### What is needed
Take the line that contains "Place a pin on every instance of the strawberry half" as the first line and the final line of the records as the last; return exactly those lines and the lines between.
^^^^
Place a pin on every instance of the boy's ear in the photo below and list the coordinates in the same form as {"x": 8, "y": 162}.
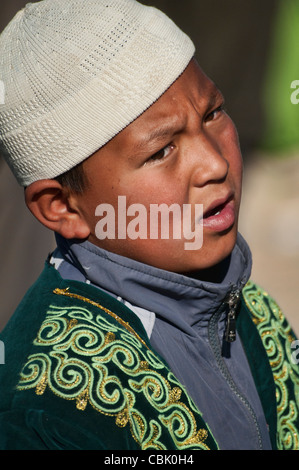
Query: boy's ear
{"x": 56, "y": 208}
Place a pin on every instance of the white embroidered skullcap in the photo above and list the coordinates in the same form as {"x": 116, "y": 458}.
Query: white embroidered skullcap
{"x": 77, "y": 72}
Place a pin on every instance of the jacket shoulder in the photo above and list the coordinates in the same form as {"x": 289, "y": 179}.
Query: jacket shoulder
{"x": 280, "y": 344}
{"x": 91, "y": 365}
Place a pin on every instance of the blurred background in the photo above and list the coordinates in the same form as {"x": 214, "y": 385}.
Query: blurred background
{"x": 250, "y": 50}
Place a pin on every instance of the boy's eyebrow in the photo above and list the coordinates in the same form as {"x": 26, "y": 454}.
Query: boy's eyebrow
{"x": 171, "y": 128}
{"x": 156, "y": 134}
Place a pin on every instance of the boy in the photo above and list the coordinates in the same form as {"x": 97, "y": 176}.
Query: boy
{"x": 133, "y": 342}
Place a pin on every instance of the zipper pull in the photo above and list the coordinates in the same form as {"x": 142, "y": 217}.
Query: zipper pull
{"x": 230, "y": 330}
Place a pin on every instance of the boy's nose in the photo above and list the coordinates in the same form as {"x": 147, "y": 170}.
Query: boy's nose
{"x": 210, "y": 164}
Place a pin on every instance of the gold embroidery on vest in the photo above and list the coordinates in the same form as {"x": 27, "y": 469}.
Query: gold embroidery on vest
{"x": 74, "y": 334}
{"x": 277, "y": 336}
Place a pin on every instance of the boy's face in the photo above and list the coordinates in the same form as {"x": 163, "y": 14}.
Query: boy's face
{"x": 183, "y": 150}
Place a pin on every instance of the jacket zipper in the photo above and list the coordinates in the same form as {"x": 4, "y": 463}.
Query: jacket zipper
{"x": 229, "y": 336}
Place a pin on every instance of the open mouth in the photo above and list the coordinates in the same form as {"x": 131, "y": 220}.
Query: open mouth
{"x": 221, "y": 216}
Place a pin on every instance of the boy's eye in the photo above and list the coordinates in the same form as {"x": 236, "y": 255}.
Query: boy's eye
{"x": 161, "y": 154}
{"x": 214, "y": 114}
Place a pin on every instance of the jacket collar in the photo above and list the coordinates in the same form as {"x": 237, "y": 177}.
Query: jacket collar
{"x": 165, "y": 293}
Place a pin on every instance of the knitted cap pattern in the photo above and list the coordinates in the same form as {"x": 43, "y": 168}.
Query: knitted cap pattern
{"x": 77, "y": 72}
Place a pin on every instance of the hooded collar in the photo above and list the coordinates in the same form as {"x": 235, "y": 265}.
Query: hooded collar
{"x": 165, "y": 293}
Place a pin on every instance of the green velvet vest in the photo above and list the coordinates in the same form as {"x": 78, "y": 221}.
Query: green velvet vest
{"x": 80, "y": 373}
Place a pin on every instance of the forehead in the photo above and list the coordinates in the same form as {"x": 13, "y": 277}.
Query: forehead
{"x": 193, "y": 90}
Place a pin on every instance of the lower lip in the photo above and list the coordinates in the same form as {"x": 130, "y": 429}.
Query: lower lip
{"x": 222, "y": 221}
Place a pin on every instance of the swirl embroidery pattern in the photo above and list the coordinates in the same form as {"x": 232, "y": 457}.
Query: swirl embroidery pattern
{"x": 277, "y": 337}
{"x": 97, "y": 362}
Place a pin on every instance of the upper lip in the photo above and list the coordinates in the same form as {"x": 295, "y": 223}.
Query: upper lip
{"x": 218, "y": 203}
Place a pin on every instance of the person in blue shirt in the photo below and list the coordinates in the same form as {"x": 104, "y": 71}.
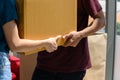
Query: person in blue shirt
{"x": 10, "y": 40}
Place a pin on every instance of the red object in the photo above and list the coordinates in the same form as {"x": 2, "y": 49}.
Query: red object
{"x": 15, "y": 67}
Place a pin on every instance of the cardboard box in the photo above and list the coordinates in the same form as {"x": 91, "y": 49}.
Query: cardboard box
{"x": 42, "y": 19}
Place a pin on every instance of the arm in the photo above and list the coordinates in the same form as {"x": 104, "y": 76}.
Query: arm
{"x": 74, "y": 37}
{"x": 23, "y": 45}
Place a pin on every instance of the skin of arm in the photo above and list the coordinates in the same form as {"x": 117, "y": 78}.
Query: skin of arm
{"x": 73, "y": 38}
{"x": 23, "y": 45}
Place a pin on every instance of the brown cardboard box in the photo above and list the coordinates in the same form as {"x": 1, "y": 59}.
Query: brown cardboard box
{"x": 41, "y": 19}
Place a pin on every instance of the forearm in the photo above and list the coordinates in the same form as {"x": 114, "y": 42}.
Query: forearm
{"x": 96, "y": 25}
{"x": 24, "y": 45}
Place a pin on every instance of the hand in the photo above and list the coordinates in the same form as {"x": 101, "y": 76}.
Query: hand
{"x": 72, "y": 39}
{"x": 51, "y": 44}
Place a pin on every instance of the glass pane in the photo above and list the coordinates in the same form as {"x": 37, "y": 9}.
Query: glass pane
{"x": 117, "y": 53}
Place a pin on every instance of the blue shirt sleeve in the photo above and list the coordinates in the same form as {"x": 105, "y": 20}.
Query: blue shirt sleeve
{"x": 9, "y": 11}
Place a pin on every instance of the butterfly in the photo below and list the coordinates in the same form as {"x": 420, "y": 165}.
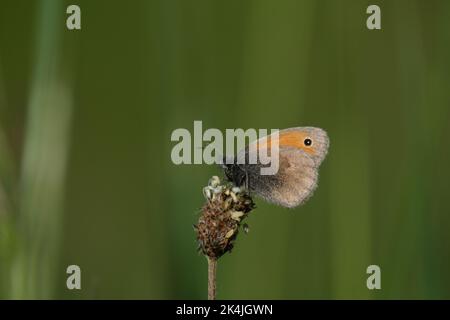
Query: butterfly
{"x": 301, "y": 151}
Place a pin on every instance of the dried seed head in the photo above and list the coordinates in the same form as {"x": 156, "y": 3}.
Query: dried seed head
{"x": 220, "y": 219}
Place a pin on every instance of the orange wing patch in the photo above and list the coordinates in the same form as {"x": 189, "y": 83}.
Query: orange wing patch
{"x": 291, "y": 138}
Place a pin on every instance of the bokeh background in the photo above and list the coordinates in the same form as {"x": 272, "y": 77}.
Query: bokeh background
{"x": 85, "y": 124}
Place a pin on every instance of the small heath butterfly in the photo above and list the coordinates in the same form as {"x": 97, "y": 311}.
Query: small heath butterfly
{"x": 301, "y": 151}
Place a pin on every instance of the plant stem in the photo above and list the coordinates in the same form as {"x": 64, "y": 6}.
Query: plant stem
{"x": 212, "y": 268}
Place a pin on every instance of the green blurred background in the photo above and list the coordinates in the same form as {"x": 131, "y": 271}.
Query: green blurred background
{"x": 85, "y": 123}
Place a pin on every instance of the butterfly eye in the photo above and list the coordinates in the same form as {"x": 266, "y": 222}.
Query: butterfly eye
{"x": 307, "y": 142}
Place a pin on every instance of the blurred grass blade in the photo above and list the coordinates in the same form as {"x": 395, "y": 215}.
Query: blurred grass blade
{"x": 43, "y": 163}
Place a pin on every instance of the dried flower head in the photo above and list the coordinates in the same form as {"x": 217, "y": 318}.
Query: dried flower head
{"x": 221, "y": 217}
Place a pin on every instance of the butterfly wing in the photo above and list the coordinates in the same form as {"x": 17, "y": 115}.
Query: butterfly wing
{"x": 294, "y": 183}
{"x": 297, "y": 176}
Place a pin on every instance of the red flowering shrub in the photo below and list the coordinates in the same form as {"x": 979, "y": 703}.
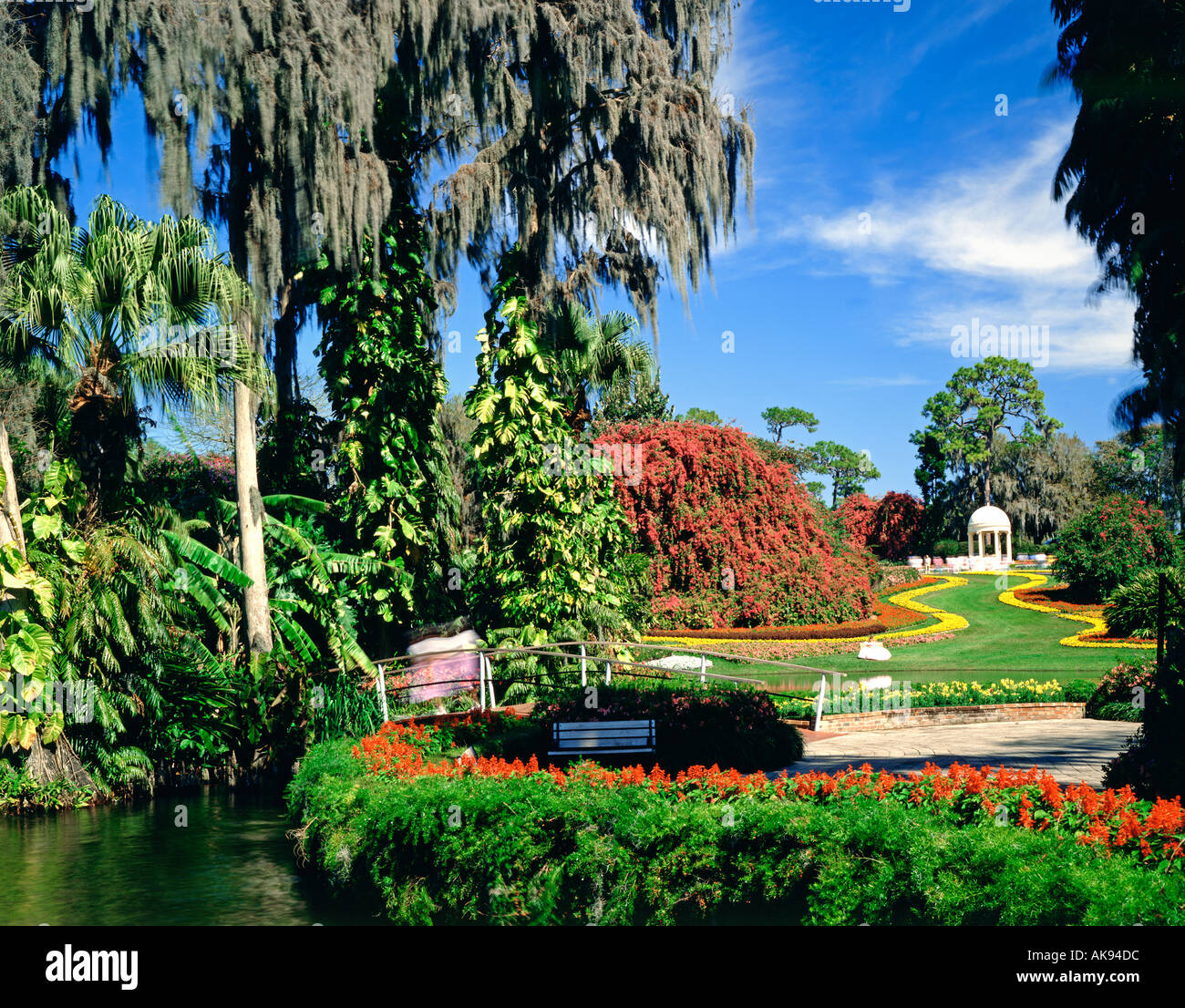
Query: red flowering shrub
{"x": 1112, "y": 821}
{"x": 734, "y": 540}
{"x": 1108, "y": 545}
{"x": 899, "y": 521}
{"x": 889, "y": 526}
{"x": 858, "y": 515}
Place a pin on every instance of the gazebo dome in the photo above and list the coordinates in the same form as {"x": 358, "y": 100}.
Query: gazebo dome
{"x": 988, "y": 526}
{"x": 988, "y": 519}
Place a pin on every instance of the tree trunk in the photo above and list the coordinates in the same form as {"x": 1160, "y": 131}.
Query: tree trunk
{"x": 11, "y": 529}
{"x": 250, "y": 514}
{"x": 55, "y": 762}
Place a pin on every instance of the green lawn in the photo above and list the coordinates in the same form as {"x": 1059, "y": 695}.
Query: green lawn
{"x": 1002, "y": 643}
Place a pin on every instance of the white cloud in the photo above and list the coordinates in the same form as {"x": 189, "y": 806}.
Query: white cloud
{"x": 996, "y": 249}
{"x": 880, "y": 382}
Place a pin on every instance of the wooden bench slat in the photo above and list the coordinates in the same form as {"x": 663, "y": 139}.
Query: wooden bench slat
{"x": 577, "y": 738}
{"x": 568, "y": 725}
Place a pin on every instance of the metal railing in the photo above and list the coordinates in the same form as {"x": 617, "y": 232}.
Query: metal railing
{"x": 583, "y": 663}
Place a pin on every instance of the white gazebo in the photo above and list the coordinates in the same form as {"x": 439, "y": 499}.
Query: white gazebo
{"x": 990, "y": 525}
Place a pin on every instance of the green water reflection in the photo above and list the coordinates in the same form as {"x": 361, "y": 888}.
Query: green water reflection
{"x": 134, "y": 865}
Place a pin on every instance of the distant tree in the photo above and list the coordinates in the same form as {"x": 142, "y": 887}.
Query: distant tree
{"x": 980, "y": 402}
{"x": 849, "y": 470}
{"x": 697, "y": 416}
{"x": 1139, "y": 466}
{"x": 1042, "y": 486}
{"x": 780, "y": 419}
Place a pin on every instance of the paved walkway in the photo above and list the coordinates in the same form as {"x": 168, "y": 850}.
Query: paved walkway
{"x": 1073, "y": 750}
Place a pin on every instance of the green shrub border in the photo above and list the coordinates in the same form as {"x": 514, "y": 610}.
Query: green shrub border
{"x": 505, "y": 850}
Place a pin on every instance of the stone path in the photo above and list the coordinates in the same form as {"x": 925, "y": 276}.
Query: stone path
{"x": 1073, "y": 750}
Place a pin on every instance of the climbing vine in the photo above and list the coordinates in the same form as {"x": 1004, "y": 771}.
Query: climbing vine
{"x": 397, "y": 502}
{"x": 555, "y": 530}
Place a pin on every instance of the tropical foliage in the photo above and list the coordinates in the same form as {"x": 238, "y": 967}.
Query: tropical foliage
{"x": 1110, "y": 544}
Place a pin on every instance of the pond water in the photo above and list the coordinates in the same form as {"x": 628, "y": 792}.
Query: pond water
{"x": 232, "y": 864}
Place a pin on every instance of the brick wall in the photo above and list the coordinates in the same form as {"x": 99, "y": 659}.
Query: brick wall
{"x": 921, "y": 716}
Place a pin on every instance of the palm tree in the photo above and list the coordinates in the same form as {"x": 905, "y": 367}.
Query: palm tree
{"x": 133, "y": 312}
{"x": 1124, "y": 63}
{"x": 593, "y": 352}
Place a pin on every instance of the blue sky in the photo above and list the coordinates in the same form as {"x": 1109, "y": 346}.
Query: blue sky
{"x": 863, "y": 109}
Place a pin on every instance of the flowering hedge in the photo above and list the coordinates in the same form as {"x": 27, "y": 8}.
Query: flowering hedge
{"x": 1124, "y": 692}
{"x": 734, "y": 540}
{"x": 211, "y": 474}
{"x": 856, "y": 628}
{"x": 1095, "y": 636}
{"x": 497, "y": 841}
{"x": 1109, "y": 544}
{"x": 858, "y": 517}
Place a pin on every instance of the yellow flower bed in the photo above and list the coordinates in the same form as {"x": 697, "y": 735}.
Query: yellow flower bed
{"x": 947, "y": 621}
{"x": 1082, "y": 639}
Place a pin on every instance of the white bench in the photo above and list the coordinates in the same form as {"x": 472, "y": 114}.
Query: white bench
{"x": 601, "y": 738}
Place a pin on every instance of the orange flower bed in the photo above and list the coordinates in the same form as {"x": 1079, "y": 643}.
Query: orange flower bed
{"x": 1112, "y": 820}
{"x": 1055, "y": 598}
{"x": 885, "y": 616}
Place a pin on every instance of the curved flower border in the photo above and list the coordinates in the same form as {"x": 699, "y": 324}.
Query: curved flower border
{"x": 1079, "y": 640}
{"x": 947, "y": 621}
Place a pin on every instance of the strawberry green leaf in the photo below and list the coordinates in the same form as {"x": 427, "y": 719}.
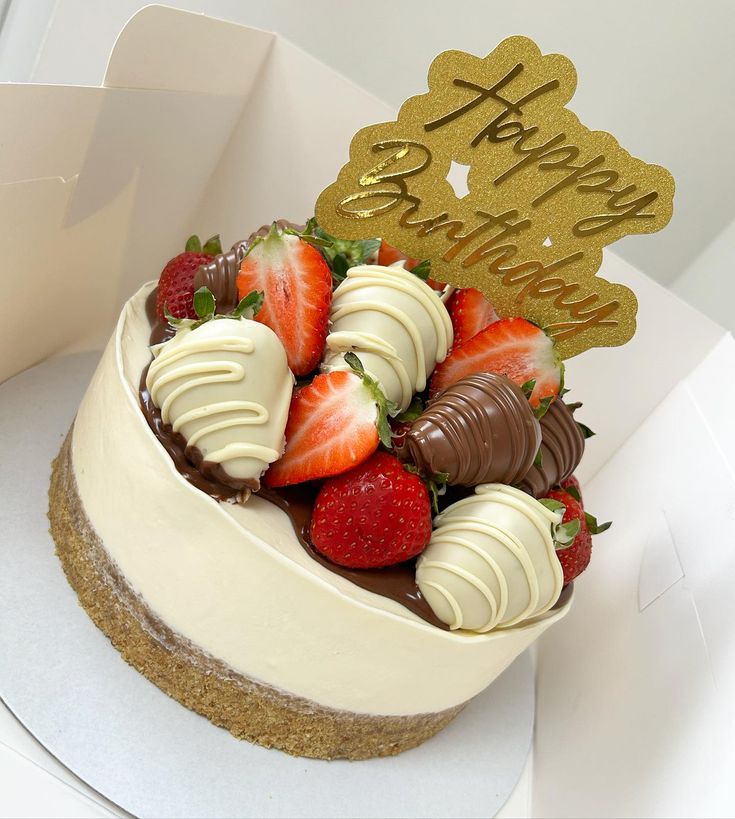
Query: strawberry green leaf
{"x": 349, "y": 252}
{"x": 593, "y": 526}
{"x": 355, "y": 363}
{"x": 213, "y": 246}
{"x": 204, "y": 303}
{"x": 340, "y": 266}
{"x": 543, "y": 406}
{"x": 422, "y": 270}
{"x": 528, "y": 387}
{"x": 412, "y": 412}
{"x": 252, "y": 303}
{"x": 193, "y": 245}
{"x": 565, "y": 533}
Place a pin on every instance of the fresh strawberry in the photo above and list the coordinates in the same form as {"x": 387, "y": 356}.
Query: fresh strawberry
{"x": 377, "y": 514}
{"x": 388, "y": 255}
{"x": 470, "y": 312}
{"x": 575, "y": 555}
{"x": 334, "y": 424}
{"x": 297, "y": 286}
{"x": 176, "y": 283}
{"x": 512, "y": 347}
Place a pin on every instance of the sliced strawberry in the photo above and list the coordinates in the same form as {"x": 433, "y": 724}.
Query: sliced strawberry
{"x": 470, "y": 312}
{"x": 512, "y": 347}
{"x": 334, "y": 424}
{"x": 297, "y": 287}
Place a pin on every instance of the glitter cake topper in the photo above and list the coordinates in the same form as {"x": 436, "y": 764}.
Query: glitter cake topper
{"x": 546, "y": 194}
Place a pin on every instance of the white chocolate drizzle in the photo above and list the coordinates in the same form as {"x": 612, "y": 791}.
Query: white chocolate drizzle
{"x": 491, "y": 562}
{"x": 202, "y": 384}
{"x": 414, "y": 311}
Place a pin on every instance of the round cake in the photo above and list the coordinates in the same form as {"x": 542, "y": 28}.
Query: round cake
{"x": 244, "y": 501}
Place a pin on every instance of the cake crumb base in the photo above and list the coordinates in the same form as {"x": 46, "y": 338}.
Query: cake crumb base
{"x": 247, "y": 708}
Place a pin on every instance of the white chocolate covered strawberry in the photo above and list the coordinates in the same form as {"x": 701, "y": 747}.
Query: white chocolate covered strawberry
{"x": 223, "y": 383}
{"x": 395, "y": 323}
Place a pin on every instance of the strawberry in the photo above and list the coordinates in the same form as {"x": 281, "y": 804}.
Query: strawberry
{"x": 176, "y": 283}
{"x": 574, "y": 556}
{"x": 470, "y": 312}
{"x": 334, "y": 424}
{"x": 512, "y": 347}
{"x": 388, "y": 255}
{"x": 297, "y": 286}
{"x": 375, "y": 515}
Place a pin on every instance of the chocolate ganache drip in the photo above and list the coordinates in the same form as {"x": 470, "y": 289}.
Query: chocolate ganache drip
{"x": 220, "y": 275}
{"x": 480, "y": 430}
{"x": 562, "y": 447}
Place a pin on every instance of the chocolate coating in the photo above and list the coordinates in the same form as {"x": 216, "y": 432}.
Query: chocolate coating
{"x": 480, "y": 430}
{"x": 220, "y": 275}
{"x": 562, "y": 447}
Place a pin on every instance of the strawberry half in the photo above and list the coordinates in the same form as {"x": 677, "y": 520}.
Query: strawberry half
{"x": 512, "y": 347}
{"x": 176, "y": 284}
{"x": 375, "y": 515}
{"x": 334, "y": 424}
{"x": 470, "y": 312}
{"x": 297, "y": 287}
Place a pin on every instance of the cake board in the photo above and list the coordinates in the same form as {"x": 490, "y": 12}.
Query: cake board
{"x": 117, "y": 732}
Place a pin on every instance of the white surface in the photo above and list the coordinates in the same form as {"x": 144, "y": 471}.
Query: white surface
{"x": 653, "y": 698}
{"x": 144, "y": 751}
{"x": 708, "y": 282}
{"x": 648, "y": 71}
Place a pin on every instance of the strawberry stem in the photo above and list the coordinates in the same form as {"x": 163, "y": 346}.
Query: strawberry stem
{"x": 385, "y": 407}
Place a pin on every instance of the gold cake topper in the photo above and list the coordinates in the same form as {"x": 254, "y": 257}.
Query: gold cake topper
{"x": 546, "y": 194}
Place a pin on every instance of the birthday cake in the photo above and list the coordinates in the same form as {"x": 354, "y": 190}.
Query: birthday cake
{"x": 321, "y": 490}
{"x": 270, "y": 561}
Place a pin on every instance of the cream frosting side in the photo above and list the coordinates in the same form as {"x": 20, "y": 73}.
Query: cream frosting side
{"x": 235, "y": 580}
{"x": 209, "y": 385}
{"x": 397, "y": 325}
{"x": 491, "y": 562}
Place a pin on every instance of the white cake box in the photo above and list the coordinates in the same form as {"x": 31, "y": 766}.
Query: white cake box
{"x": 206, "y": 126}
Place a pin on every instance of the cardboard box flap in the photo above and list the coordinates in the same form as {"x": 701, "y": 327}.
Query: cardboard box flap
{"x": 644, "y": 668}
{"x": 162, "y": 48}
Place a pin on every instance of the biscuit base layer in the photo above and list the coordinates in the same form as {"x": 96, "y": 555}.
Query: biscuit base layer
^^^^
### Answer to the task
Place a pin on every instance of the strawberry half in the photo above and list the coordinates in the same form as {"x": 677, "y": 520}.
Query: strawberry half
{"x": 512, "y": 347}
{"x": 176, "y": 284}
{"x": 375, "y": 515}
{"x": 334, "y": 424}
{"x": 470, "y": 312}
{"x": 297, "y": 287}
Place a pin on every instance of the cake board in the photo above and list the coordinates in the same form as {"x": 490, "y": 12}.
Query: cake board
{"x": 117, "y": 732}
Place a pin on every instance of the white surface in the photo above and list the coordinates in the same form as {"x": 144, "y": 471}.
Query: white surface
{"x": 653, "y": 698}
{"x": 144, "y": 751}
{"x": 708, "y": 282}
{"x": 648, "y": 71}
Place a pin on every instance of the strawberry stem in the photo above and list the coordinates in the same form as {"x": 163, "y": 346}.
Query: strawberry stem
{"x": 385, "y": 407}
Place a pin on every instance of the gold cake topper in the photo above and list the coordinates in the same form as {"x": 254, "y": 257}.
Query: gold cake topper
{"x": 546, "y": 194}
Place a pin on every instance of the birthday cake in the photo above and list the coordinates in the same form as {"x": 354, "y": 190}.
Query: birthday cake
{"x": 321, "y": 490}
{"x": 270, "y": 561}
Place a pin on every instance of the cream frosting side in the photo above and list the coordinates in the same form as {"x": 20, "y": 73}.
Query: cream frosting side
{"x": 235, "y": 580}
{"x": 209, "y": 385}
{"x": 397, "y": 325}
{"x": 491, "y": 562}
Place a pin on every instance of the white cake box in the photo above and list the coordinates in the same form as {"x": 31, "y": 766}.
Query: white cake box
{"x": 206, "y": 126}
Place a pin on every instance of the cardboard box flap in the photo above and list the coordinates in the same form as {"x": 701, "y": 327}.
Query: cardboard box flap
{"x": 644, "y": 668}
{"x": 162, "y": 48}
Place a pin on every instance of the biscuit base layer in the photo above and list the coordinates in the same form as {"x": 96, "y": 555}.
Query: biscuit base layer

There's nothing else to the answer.